◆ ASSIGNMENT ◆
The listing below should be printed exactly, every line of it. Skip the pictures.
================================
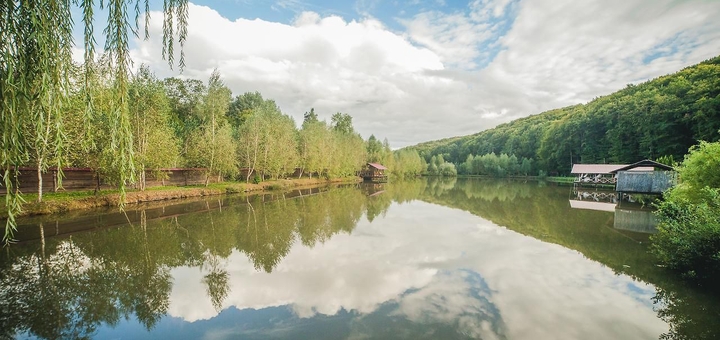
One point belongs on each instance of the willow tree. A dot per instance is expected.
(35, 61)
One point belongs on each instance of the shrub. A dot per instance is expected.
(688, 238)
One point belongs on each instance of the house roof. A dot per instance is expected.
(595, 168)
(604, 168)
(377, 166)
(644, 165)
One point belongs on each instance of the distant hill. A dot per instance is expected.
(660, 117)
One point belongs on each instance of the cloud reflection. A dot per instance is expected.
(425, 262)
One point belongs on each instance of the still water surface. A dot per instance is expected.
(426, 259)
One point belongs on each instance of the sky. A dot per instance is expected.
(414, 71)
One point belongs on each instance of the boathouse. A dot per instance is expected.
(645, 177)
(594, 174)
(374, 172)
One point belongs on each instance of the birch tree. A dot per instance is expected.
(36, 40)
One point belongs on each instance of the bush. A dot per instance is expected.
(688, 238)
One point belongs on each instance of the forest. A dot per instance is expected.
(662, 117)
(177, 122)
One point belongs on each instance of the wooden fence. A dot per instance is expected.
(77, 179)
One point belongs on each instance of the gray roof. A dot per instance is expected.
(603, 168)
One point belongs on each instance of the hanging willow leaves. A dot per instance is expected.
(35, 63)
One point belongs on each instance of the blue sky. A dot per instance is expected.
(413, 71)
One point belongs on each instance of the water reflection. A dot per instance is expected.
(385, 262)
(628, 215)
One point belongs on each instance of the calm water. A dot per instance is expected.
(428, 259)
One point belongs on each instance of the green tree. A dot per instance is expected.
(688, 238)
(155, 144)
(35, 62)
(212, 146)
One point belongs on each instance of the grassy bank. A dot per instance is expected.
(56, 202)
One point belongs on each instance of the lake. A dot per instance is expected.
(422, 259)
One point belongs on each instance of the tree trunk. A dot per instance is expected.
(39, 170)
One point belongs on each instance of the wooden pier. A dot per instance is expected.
(374, 172)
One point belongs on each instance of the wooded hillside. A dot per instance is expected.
(661, 117)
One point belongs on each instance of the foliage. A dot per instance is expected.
(661, 117)
(688, 239)
(407, 164)
(439, 167)
(155, 145)
(35, 68)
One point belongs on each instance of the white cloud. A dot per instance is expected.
(449, 74)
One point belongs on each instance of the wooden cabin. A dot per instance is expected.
(374, 172)
(594, 174)
(642, 178)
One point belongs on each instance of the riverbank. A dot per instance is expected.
(58, 202)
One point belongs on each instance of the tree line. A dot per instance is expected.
(661, 117)
(187, 123)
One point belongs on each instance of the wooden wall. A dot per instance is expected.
(78, 179)
(649, 182)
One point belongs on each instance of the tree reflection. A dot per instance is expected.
(68, 287)
(542, 212)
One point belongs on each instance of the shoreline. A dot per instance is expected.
(61, 202)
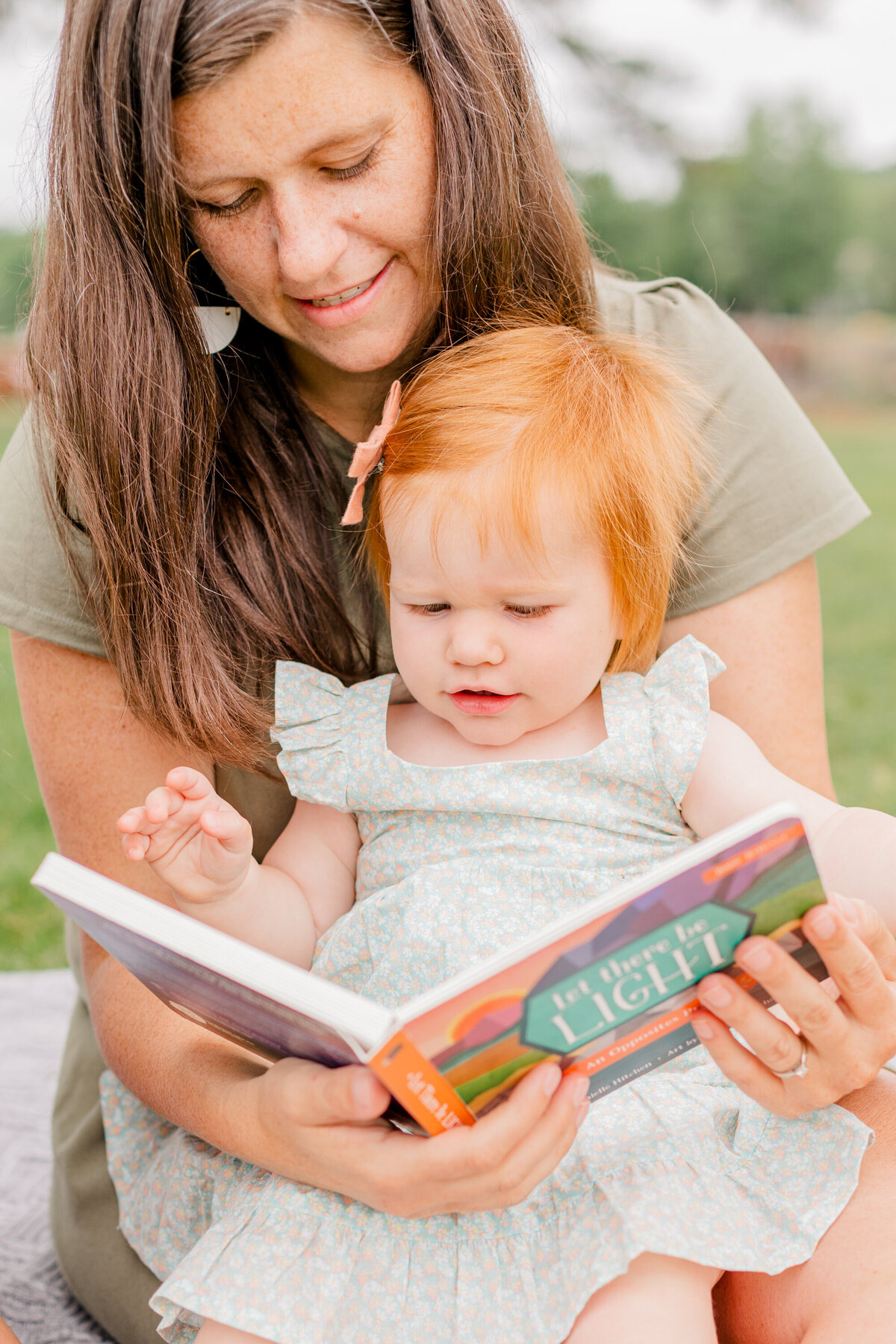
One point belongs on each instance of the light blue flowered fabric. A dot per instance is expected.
================================
◆ RESULT ◆
One point belongs on each instance of the willow tree. A dot per instance is expected.
(35, 61)
One point belongs on each instance of the shrub. A dot per instance is expected.
(688, 238)
One point belongs on each instance of the house roof. A dot per instance is expected.
(595, 168)
(604, 168)
(377, 166)
(644, 165)
One point belongs on each instance of the distant hill. A dot per instance is expected.
(660, 117)
One point belongs on each instance of the cloud reflection. A dot per instance is expected.
(425, 262)
One point belongs on each instance of the still water surface. A dot per instance is expected.
(426, 259)
One point belongs on each instance of the sky. A dot per instance is expected.
(414, 71)
One point belongs on each instance of the boathouse. A dot per instance is expected.
(645, 177)
(594, 174)
(374, 172)
One point belongs on each instance of the birch tree. A dot per instance is expected.
(36, 40)
One point belongs on each instance of the bush. A dot per instance is expected.
(688, 238)
One point belongs on each instance of the forest. A dot per instance is expected.
(662, 117)
(177, 122)
One point belongs on each instance of the wooden fence. A dot per instance is expected.
(77, 179)
One point belongs on each instance of the gray roof. A dot per instance is expected.
(603, 168)
One point belongs on each instance of the hanging willow leaves. A dot per instance is expected.
(35, 63)
One point belongs on each instance of the blue sky. A dot per instance is expected.
(413, 71)
One point belongs on each instance of the water reflection. A dot per instance is expected.
(385, 262)
(628, 215)
One point belongs on each instance of the calm water. A dot per instance is expected.
(428, 259)
One point belongs on each instance of the green tree. A dot per instance is expected.
(688, 238)
(155, 144)
(35, 62)
(212, 146)
One point belongs on each instance of the grassy bank. A dot per instance is expected.
(56, 202)
One point belongs on each instance of the lake. A dot per instance is expected.
(422, 259)
One point belongs on each instance of the tree trunk. A dot per instance is expected.
(39, 170)
One point belongs on each instance of the wooden pier. A dot per instance is expected.
(374, 172)
One point belongs on each instance of the wooded hillside. A dot per instance is expected.
(661, 117)
One point belongs on each instance of the foliage. A dot per instance is expected.
(661, 117)
(688, 239)
(407, 164)
(439, 167)
(155, 145)
(35, 68)
One point belongs on each instance of the white cloud. A dot per instance is expected.
(449, 74)
One point belongs on each instance of the wooden cabin. A dot per instance is expected.
(374, 172)
(594, 174)
(642, 178)
One point belongs on each instance of the riverbank. A dot per instance is expected.
(58, 202)
One point belongs on each instance of the tree line. A dot per instance is expected.
(661, 117)
(187, 123)
One point belongs on each instance of the wooden wall. A dot per instance is expected.
(78, 179)
(649, 182)
One point belongs on each instance of the tree reflection. A dot per instance is expected.
(68, 287)
(542, 212)
One point belongs on each instance of the shoreline. A dot per instance is expected.
(61, 202)
One point belongs on each instance of the light blue flowered fabric. A dot per instance is expected.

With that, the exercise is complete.